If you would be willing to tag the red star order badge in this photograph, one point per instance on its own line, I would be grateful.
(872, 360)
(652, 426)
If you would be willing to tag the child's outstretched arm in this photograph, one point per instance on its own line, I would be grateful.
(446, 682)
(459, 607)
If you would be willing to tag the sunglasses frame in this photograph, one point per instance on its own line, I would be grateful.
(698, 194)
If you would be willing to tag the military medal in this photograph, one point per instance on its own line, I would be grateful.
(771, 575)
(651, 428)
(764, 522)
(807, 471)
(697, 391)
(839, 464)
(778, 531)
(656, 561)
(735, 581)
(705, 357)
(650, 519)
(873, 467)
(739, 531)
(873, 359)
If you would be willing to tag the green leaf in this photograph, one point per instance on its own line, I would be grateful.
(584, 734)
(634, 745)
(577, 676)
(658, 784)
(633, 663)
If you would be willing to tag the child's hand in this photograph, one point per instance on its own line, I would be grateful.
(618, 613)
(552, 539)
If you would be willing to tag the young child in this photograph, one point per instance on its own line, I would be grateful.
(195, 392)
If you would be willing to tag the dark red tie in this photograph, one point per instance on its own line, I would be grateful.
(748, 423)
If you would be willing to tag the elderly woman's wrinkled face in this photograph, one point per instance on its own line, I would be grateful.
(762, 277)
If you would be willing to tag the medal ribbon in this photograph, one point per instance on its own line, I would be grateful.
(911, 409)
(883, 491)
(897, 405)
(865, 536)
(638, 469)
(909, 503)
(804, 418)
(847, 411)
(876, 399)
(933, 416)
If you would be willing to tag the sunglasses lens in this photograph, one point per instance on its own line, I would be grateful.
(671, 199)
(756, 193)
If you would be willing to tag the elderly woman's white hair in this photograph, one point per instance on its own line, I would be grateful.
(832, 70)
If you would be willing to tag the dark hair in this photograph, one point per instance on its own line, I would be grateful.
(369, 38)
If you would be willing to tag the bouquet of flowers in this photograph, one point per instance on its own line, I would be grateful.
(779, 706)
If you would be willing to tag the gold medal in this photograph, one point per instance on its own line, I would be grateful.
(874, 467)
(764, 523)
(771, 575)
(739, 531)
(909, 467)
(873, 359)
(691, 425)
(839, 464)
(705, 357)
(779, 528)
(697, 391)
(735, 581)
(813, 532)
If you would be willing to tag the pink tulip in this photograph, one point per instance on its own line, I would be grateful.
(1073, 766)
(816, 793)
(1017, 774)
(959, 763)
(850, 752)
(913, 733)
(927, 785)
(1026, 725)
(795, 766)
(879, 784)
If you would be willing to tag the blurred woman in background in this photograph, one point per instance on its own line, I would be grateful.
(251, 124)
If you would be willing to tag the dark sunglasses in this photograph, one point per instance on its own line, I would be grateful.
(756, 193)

·····

#### [Your objective]
Copy the data above in full, exactly as it reads.

#### [Your response]
If you would be willing to tag the red star order badge in this photograph, one point per instance on its own line, I would be grateful.
(872, 360)
(652, 426)
If you would be willing to tag the child's outstretched arm in this photograph, one point per instance on its own line, I would be grateful.
(446, 682)
(459, 607)
If you would be willing to tag the sunglasses frame in this photograph, one point per instance on its own line, I would be grateful.
(698, 194)
If you would be willing to tag the military medal in this photograph, one point per instance on its own line, I would be grateful.
(771, 575)
(651, 428)
(764, 522)
(807, 471)
(697, 391)
(839, 464)
(778, 531)
(656, 561)
(735, 581)
(705, 357)
(650, 519)
(873, 467)
(739, 531)
(873, 359)
If you would be willing to tag the green leaf in this photograph, one point per instance on its own line, I would be grateful.
(584, 734)
(634, 745)
(577, 676)
(658, 784)
(633, 663)
If you would be willing to tag the child's hand in this photograph, one point per instance on its own line, I would be grateful.
(618, 613)
(552, 539)
If you would be willing to tag the young child in this photograph, one point per instance on its own line, I would be grateful.
(195, 392)
If you would be willing to tag the dark red tie in this photograph, one point per instance on its own line, I would be grateful.
(748, 423)
If you would be willing to tag the elderly woman's wrinkled face in this photograph, one point per instance on its own line, I would be grateful.
(762, 277)
If you would be willing to tag the medal ribbon in this photograph, one point per instance on its own line, I would be grateful.
(911, 409)
(883, 491)
(897, 405)
(865, 536)
(638, 469)
(909, 503)
(804, 418)
(847, 411)
(876, 399)
(933, 416)
If you would be willing to tag the sunglasses lens in this photograph, one point per instance on its own line, I would be grateful.
(671, 199)
(756, 193)
If you would be willing to tag the elderly woman's white hair in this photograph, one point per instance on its own line, I would be grateful.
(832, 70)
If you would be willing to tag the dark hair in this photograph, one point per instance on its own line, I would be grateful.
(369, 38)
If you would be willing to tag the bouquet of flowers in this photograph, one point per instance on its own line, I would be grateful.
(779, 706)
If you would be willing to tag the gold medal in this photograph, one point per instance on its own line, I would be grateful.
(874, 467)
(764, 523)
(771, 575)
(739, 531)
(909, 467)
(873, 359)
(691, 425)
(839, 464)
(705, 357)
(779, 528)
(697, 391)
(735, 581)
(813, 532)
If you would be willing to tag the pink tulip in this photograph, one point per instance on its own line, I would be grateful.
(1073, 766)
(816, 793)
(1017, 774)
(959, 763)
(850, 752)
(913, 733)
(927, 785)
(1026, 725)
(795, 766)
(879, 784)
If you would be willing to tag the blurred woman in background in this photograph, one point per instance on its own line, I would be grateful.
(251, 124)
If you would be willing to tag the dark sunglasses in this photograph, one point per instance on its own line, I would be grateful.
(756, 193)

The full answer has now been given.